■ GIVEN TEXT ■

__________

Fulfilling high-tech hopes
After years of neglect, Essex County's crime scene unit gets a new facility
BY WILLIAM KLEINKNECHT
October 24, 2006
Instead of scribbling crime scene diagrams on pieces of paper, Essex County investigators will now re-create murders, rapes and fatal car accidents in 3-D computer simulations. Rather than crawling under cars on the greasy floor of a tow garage, they will put the autos on a lift in a secure vehicle-processing area.
And the county's detectives will join the rest of America in taking pictures with digital cameras instead of processing roles of 35mm film.
Essex County, which has long had one of the most poorly equipped crime scene units in the state, yesterday unveiled one of the best -- a 15,000-square-foot facility in Orange brimming with enough high-tech equipment to outfit an episode of "CSI."
"Now we won't be running around asking who has the Kodak camera straight from Kmart," Essex County Prosecutor Paula Dow said as she unveiled the $2.5 million facility in front of elected officials and the state's law enforcement elite.
Dow motioned to blown-up photographs of the cramped garage on North Broad Street in Newark that once housed the crime scene unit and hinted that previous county executives and prosecutors had fallen down on the job.
"Look at the pictures of then and look where we are now," she said. "It's an absolute disgrace that it was allowed to get to that."
Crime-scene unit investigators had complained about their poor working conditions and substandard equipment for years. In the spring of 2004, the prosecutor's professional standards unit conducted an internal review and found crime scene analysis was in disarray.
The report noted how evidence was often poorly labeled and stacked in hallways without surveillance cameras, fire equipment or alarms. Guns were poorly secured, and there was no computer to catalog evidence or tie it to specific cases.
A Star-Ledger series published at the end of January on the reasons behind the county's low homicide conviction rate found examples in which the unit's failure to collect key evidence at crime scenes had led to the collapse of murder prosecutions.

__________

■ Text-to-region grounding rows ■

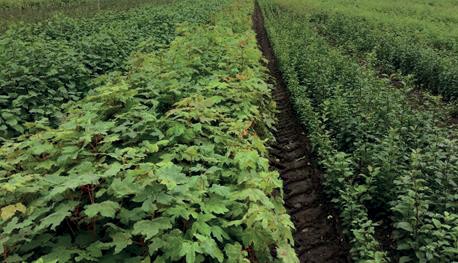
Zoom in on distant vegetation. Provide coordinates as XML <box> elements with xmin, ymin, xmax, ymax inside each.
<box><xmin>0</xmin><ymin>0</ymin><xmax>174</xmax><ymax>33</ymax></box>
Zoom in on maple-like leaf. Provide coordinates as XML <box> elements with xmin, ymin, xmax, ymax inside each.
<box><xmin>0</xmin><ymin>203</ymin><xmax>27</xmax><ymax>221</ymax></box>
<box><xmin>84</xmin><ymin>201</ymin><xmax>120</xmax><ymax>218</ymax></box>
<box><xmin>132</xmin><ymin>217</ymin><xmax>172</xmax><ymax>240</ymax></box>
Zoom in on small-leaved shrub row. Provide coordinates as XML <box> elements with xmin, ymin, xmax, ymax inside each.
<box><xmin>310</xmin><ymin>12</ymin><xmax>458</xmax><ymax>101</ymax></box>
<box><xmin>0</xmin><ymin>1</ymin><xmax>228</xmax><ymax>140</ymax></box>
<box><xmin>0</xmin><ymin>0</ymin><xmax>298</xmax><ymax>263</ymax></box>
<box><xmin>260</xmin><ymin>0</ymin><xmax>458</xmax><ymax>262</ymax></box>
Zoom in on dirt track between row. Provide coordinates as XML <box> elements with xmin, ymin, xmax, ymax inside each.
<box><xmin>253</xmin><ymin>3</ymin><xmax>350</xmax><ymax>262</ymax></box>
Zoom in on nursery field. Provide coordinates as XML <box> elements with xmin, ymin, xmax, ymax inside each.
<box><xmin>0</xmin><ymin>0</ymin><xmax>458</xmax><ymax>263</ymax></box>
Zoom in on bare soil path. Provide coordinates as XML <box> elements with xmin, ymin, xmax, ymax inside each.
<box><xmin>253</xmin><ymin>3</ymin><xmax>350</xmax><ymax>262</ymax></box>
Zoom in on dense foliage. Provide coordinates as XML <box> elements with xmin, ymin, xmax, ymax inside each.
<box><xmin>260</xmin><ymin>0</ymin><xmax>458</xmax><ymax>262</ymax></box>
<box><xmin>0</xmin><ymin>1</ymin><xmax>298</xmax><ymax>262</ymax></box>
<box><xmin>268</xmin><ymin>0</ymin><xmax>458</xmax><ymax>100</ymax></box>
<box><xmin>0</xmin><ymin>1</ymin><xmax>227</xmax><ymax>139</ymax></box>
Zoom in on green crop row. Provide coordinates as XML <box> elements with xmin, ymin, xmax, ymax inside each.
<box><xmin>0</xmin><ymin>1</ymin><xmax>227</xmax><ymax>139</ymax></box>
<box><xmin>272</xmin><ymin>0</ymin><xmax>458</xmax><ymax>101</ymax></box>
<box><xmin>260</xmin><ymin>0</ymin><xmax>458</xmax><ymax>262</ymax></box>
<box><xmin>286</xmin><ymin>0</ymin><xmax>458</xmax><ymax>52</ymax></box>
<box><xmin>0</xmin><ymin>0</ymin><xmax>298</xmax><ymax>263</ymax></box>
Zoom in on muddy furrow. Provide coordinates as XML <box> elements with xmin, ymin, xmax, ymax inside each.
<box><xmin>253</xmin><ymin>4</ymin><xmax>349</xmax><ymax>262</ymax></box>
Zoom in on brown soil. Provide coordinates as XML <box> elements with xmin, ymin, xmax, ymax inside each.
<box><xmin>253</xmin><ymin>3</ymin><xmax>350</xmax><ymax>262</ymax></box>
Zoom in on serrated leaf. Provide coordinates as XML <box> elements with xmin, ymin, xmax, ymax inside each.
<box><xmin>0</xmin><ymin>203</ymin><xmax>27</xmax><ymax>221</ymax></box>
<box><xmin>132</xmin><ymin>217</ymin><xmax>172</xmax><ymax>240</ymax></box>
<box><xmin>37</xmin><ymin>201</ymin><xmax>78</xmax><ymax>230</ymax></box>
<box><xmin>110</xmin><ymin>231</ymin><xmax>132</xmax><ymax>254</ymax></box>
<box><xmin>84</xmin><ymin>201</ymin><xmax>120</xmax><ymax>218</ymax></box>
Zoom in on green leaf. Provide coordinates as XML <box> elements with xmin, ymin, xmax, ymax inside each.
<box><xmin>395</xmin><ymin>222</ymin><xmax>413</xmax><ymax>232</ymax></box>
<box><xmin>37</xmin><ymin>201</ymin><xmax>78</xmax><ymax>230</ymax></box>
<box><xmin>132</xmin><ymin>217</ymin><xmax>172</xmax><ymax>240</ymax></box>
<box><xmin>0</xmin><ymin>203</ymin><xmax>27</xmax><ymax>221</ymax></box>
<box><xmin>180</xmin><ymin>241</ymin><xmax>202</xmax><ymax>263</ymax></box>
<box><xmin>110</xmin><ymin>231</ymin><xmax>132</xmax><ymax>254</ymax></box>
<box><xmin>84</xmin><ymin>201</ymin><xmax>120</xmax><ymax>218</ymax></box>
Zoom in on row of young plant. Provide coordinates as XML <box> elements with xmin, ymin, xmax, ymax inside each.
<box><xmin>296</xmin><ymin>0</ymin><xmax>458</xmax><ymax>53</ymax></box>
<box><xmin>260</xmin><ymin>0</ymin><xmax>458</xmax><ymax>262</ymax></box>
<box><xmin>0</xmin><ymin>0</ymin><xmax>298</xmax><ymax>263</ymax></box>
<box><xmin>286</xmin><ymin>1</ymin><xmax>458</xmax><ymax>101</ymax></box>
<box><xmin>0</xmin><ymin>1</ymin><xmax>228</xmax><ymax>140</ymax></box>
<box><xmin>0</xmin><ymin>0</ymin><xmax>170</xmax><ymax>34</ymax></box>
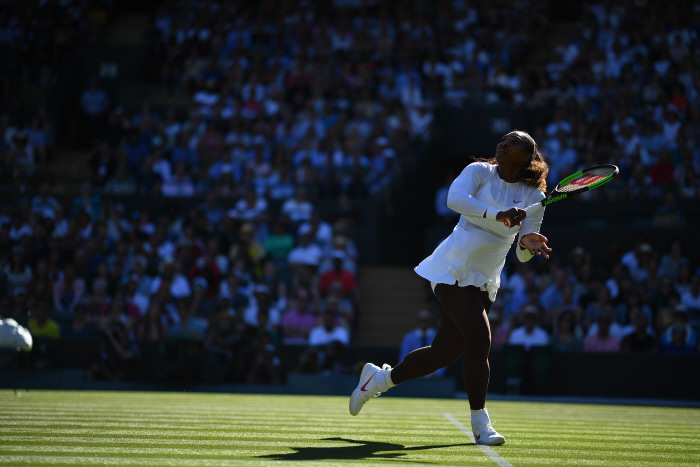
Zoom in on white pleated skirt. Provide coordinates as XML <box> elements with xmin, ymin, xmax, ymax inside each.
<box><xmin>415</xmin><ymin>223</ymin><xmax>512</xmax><ymax>302</ymax></box>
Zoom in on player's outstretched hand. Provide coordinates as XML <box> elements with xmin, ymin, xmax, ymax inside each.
<box><xmin>496</xmin><ymin>208</ymin><xmax>527</xmax><ymax>229</ymax></box>
<box><xmin>520</xmin><ymin>232</ymin><xmax>552</xmax><ymax>259</ymax></box>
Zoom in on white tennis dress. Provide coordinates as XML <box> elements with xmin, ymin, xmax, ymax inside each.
<box><xmin>415</xmin><ymin>162</ymin><xmax>544</xmax><ymax>302</ymax></box>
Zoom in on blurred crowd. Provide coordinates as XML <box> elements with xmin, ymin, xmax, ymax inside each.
<box><xmin>0</xmin><ymin>182</ymin><xmax>358</xmax><ymax>383</ymax></box>
<box><xmin>489</xmin><ymin>236</ymin><xmax>700</xmax><ymax>354</ymax></box>
<box><xmin>0</xmin><ymin>0</ymin><xmax>700</xmax><ymax>383</ymax></box>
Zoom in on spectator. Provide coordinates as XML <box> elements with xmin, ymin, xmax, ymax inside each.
<box><xmin>661</xmin><ymin>304</ymin><xmax>698</xmax><ymax>353</ymax></box>
<box><xmin>583</xmin><ymin>312</ymin><xmax>620</xmax><ymax>352</ymax></box>
<box><xmin>508</xmin><ymin>305</ymin><xmax>549</xmax><ymax>350</ymax></box>
<box><xmin>32</xmin><ymin>182</ymin><xmax>60</xmax><ymax>215</ymax></box>
<box><xmin>282</xmin><ymin>188</ymin><xmax>314</xmax><ymax>226</ymax></box>
<box><xmin>27</xmin><ymin>300</ymin><xmax>61</xmax><ymax>339</ymax></box>
<box><xmin>661</xmin><ymin>325</ymin><xmax>695</xmax><ymax>355</ymax></box>
<box><xmin>86</xmin><ymin>309</ymin><xmax>139</xmax><ymax>381</ymax></box>
<box><xmin>620</xmin><ymin>309</ymin><xmax>658</xmax><ymax>353</ymax></box>
<box><xmin>398</xmin><ymin>309</ymin><xmax>447</xmax><ymax>377</ymax></box>
<box><xmin>80</xmin><ymin>77</ymin><xmax>109</xmax><ymax>147</ymax></box>
<box><xmin>61</xmin><ymin>302</ymin><xmax>97</xmax><ymax>341</ymax></box>
<box><xmin>550</xmin><ymin>308</ymin><xmax>583</xmax><ymax>352</ymax></box>
<box><xmin>282</xmin><ymin>287</ymin><xmax>316</xmax><ymax>344</ymax></box>
<box><xmin>319</xmin><ymin>251</ymin><xmax>357</xmax><ymax>298</ymax></box>
<box><xmin>309</xmin><ymin>311</ymin><xmax>350</xmax><ymax>347</ymax></box>
<box><xmin>2</xmin><ymin>245</ymin><xmax>34</xmax><ymax>295</ymax></box>
<box><xmin>53</xmin><ymin>263</ymin><xmax>85</xmax><ymax>311</ymax></box>
<box><xmin>681</xmin><ymin>274</ymin><xmax>700</xmax><ymax>316</ymax></box>
<box><xmin>134</xmin><ymin>300</ymin><xmax>168</xmax><ymax>342</ymax></box>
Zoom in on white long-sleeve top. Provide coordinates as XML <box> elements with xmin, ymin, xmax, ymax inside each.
<box><xmin>415</xmin><ymin>162</ymin><xmax>544</xmax><ymax>301</ymax></box>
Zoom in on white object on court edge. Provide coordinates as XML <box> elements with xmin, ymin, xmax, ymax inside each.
<box><xmin>0</xmin><ymin>319</ymin><xmax>34</xmax><ymax>352</ymax></box>
<box><xmin>350</xmin><ymin>363</ymin><xmax>391</xmax><ymax>416</ymax></box>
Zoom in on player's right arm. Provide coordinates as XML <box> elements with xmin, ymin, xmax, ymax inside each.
<box><xmin>447</xmin><ymin>163</ymin><xmax>499</xmax><ymax>220</ymax></box>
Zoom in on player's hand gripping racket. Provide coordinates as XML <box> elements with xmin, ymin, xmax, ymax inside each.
<box><xmin>503</xmin><ymin>164</ymin><xmax>620</xmax><ymax>227</ymax></box>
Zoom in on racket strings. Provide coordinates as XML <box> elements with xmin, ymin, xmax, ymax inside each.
<box><xmin>557</xmin><ymin>167</ymin><xmax>615</xmax><ymax>193</ymax></box>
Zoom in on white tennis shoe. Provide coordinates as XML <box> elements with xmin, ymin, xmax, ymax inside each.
<box><xmin>472</xmin><ymin>423</ymin><xmax>506</xmax><ymax>446</ymax></box>
<box><xmin>350</xmin><ymin>363</ymin><xmax>391</xmax><ymax>416</ymax></box>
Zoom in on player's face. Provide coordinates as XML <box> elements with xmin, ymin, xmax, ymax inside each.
<box><xmin>496</xmin><ymin>131</ymin><xmax>532</xmax><ymax>167</ymax></box>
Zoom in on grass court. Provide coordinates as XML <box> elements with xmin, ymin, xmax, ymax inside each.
<box><xmin>0</xmin><ymin>390</ymin><xmax>700</xmax><ymax>467</ymax></box>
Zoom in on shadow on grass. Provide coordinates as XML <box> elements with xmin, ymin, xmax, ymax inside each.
<box><xmin>257</xmin><ymin>438</ymin><xmax>474</xmax><ymax>463</ymax></box>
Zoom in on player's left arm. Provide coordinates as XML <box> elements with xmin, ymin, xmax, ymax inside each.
<box><xmin>515</xmin><ymin>190</ymin><xmax>552</xmax><ymax>263</ymax></box>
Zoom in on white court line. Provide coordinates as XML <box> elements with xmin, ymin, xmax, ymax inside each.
<box><xmin>443</xmin><ymin>412</ymin><xmax>513</xmax><ymax>467</ymax></box>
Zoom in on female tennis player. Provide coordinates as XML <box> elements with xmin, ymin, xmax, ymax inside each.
<box><xmin>350</xmin><ymin>131</ymin><xmax>551</xmax><ymax>445</ymax></box>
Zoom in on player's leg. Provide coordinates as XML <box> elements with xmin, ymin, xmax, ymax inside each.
<box><xmin>350</xmin><ymin>292</ymin><xmax>464</xmax><ymax>415</ymax></box>
<box><xmin>435</xmin><ymin>284</ymin><xmax>505</xmax><ymax>445</ymax></box>
<box><xmin>391</xmin><ymin>309</ymin><xmax>465</xmax><ymax>384</ymax></box>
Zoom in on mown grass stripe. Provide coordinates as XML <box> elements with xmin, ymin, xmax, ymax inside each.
<box><xmin>0</xmin><ymin>391</ymin><xmax>700</xmax><ymax>467</ymax></box>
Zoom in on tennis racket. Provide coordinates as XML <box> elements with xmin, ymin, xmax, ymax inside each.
<box><xmin>503</xmin><ymin>164</ymin><xmax>620</xmax><ymax>227</ymax></box>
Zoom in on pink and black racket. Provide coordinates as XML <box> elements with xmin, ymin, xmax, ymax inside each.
<box><xmin>503</xmin><ymin>164</ymin><xmax>620</xmax><ymax>227</ymax></box>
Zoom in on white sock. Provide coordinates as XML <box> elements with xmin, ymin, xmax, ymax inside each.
<box><xmin>471</xmin><ymin>407</ymin><xmax>491</xmax><ymax>425</ymax></box>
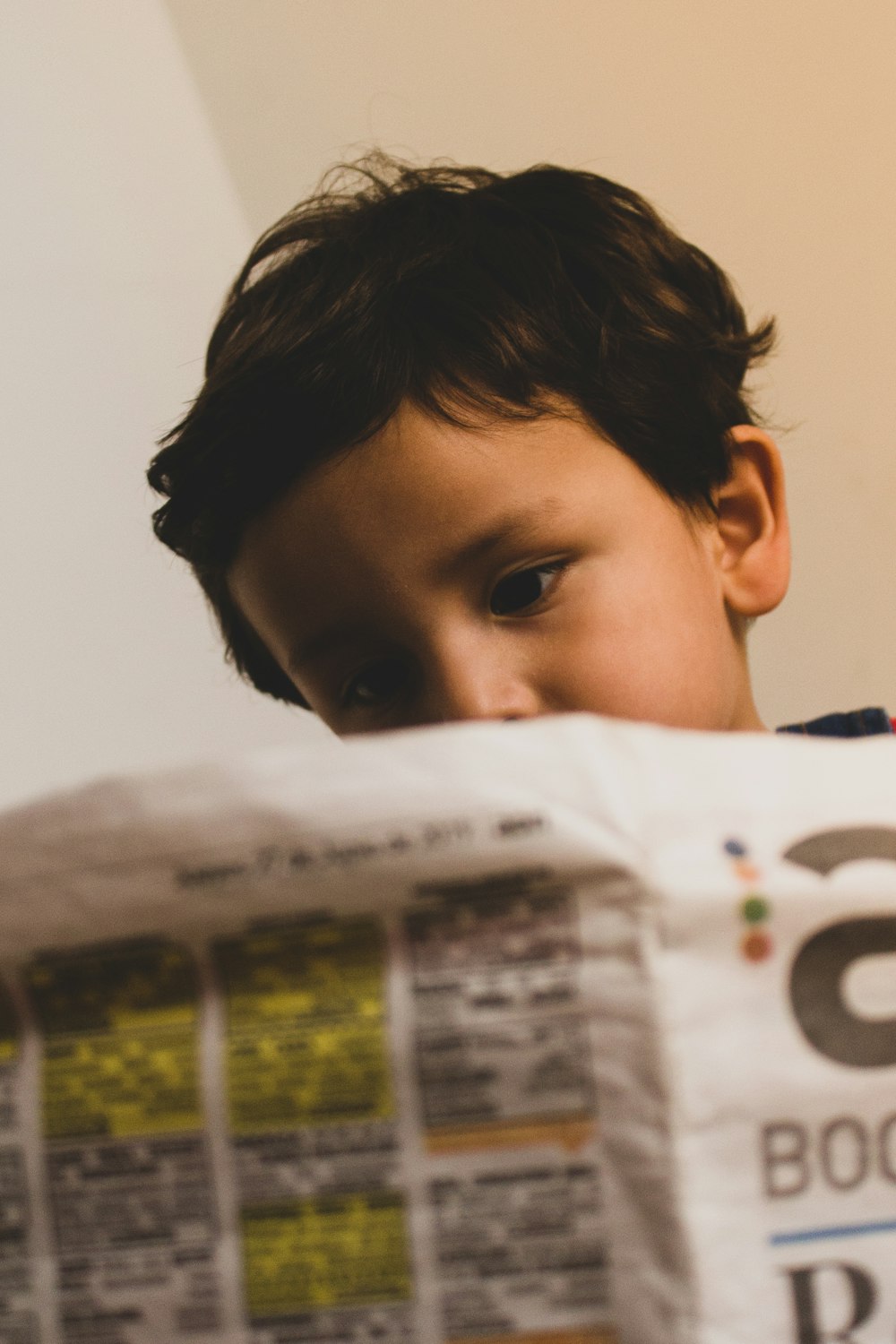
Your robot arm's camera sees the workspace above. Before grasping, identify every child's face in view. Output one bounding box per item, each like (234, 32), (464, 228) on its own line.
(229, 405), (762, 734)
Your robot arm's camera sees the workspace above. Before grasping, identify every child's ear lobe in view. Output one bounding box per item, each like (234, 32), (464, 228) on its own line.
(713, 425), (790, 617)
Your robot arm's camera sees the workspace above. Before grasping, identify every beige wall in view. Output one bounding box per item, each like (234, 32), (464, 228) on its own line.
(0, 0), (896, 801)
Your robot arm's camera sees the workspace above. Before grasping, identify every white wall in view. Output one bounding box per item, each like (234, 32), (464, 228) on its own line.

__________

■ WORK ITEM A ■
According to the article on Essex County's crime scene unit, why did some murder prosecutions collapse? Answer in one to three sentences.
■ WORK ITEM B ■
Carry on the article on Essex County's crime scene unit, starting right after its last paragraph.
The rows are not needed for anything here.

■ WRITTEN ANSWER A ■
A Star-Ledger series on the county's low homicide conviction rate found that the crime scene unit had failed to collect key evidence at crime scenes. That failure led to the collapse of murder prosecutions.

■ WRITTEN ANSWER B ■
At the time of the report, the unit had five investigators responding to some 400 crime scenes a year, with only a single person collecting evidence in typical murder cases.
The adverse publicity helped speed up reforms. County Executive Joseph DiVincenzo said yesterday that starting in January, his staff met with members of the prosecutor's office every Monday to plan the location and design of a new unit and the purchase of equipment.
DiVincenzo said the state Attorney General's Office agreed to allow the project to be funded out of an unused drug forfeiture fund of $10 million -- with no cost to county taxpayers.
"This money was just sitting there because of the previous neglect of other prosecutors," DiVincenzo said.
The building housing the new unit on Thomas Boulevard was an old county public words storage facility that DiVincenzo had refurbished by public works employees with guidance from the prosecutor's office.
In deciding what equipment to purchase, the prosecutor's office relied on recommendations issued by the State Police in May. Robert Carella, the captain of detectives who oversees the unit with Lt. Arnold Valentin, said he also visited crime scene units in other counties and adopted the best ideas of each of them.
The unit now has six vehicles equipped with digital cameras, portable generators and lighting, and special lasers and alternate lighting sources that illuminate microscopic fibers and body fluids.
The facility also has special heated chambers for quickly drying blood-soaked clothing, an evidence storage room with 50 times the capacity of the old unit, and a digital photo room for processing crime scene images.
Fingerprint technicians have a laboratory with ultraviolet lights and other equipment for identifying prints on objects, and special air-tight chambers that allows investigators to use powders and solutions without being exposed toxins.
"Prior to this, we used a fish tank turned upside down," Carella said. "Not exactly ideal for containing the chemicals."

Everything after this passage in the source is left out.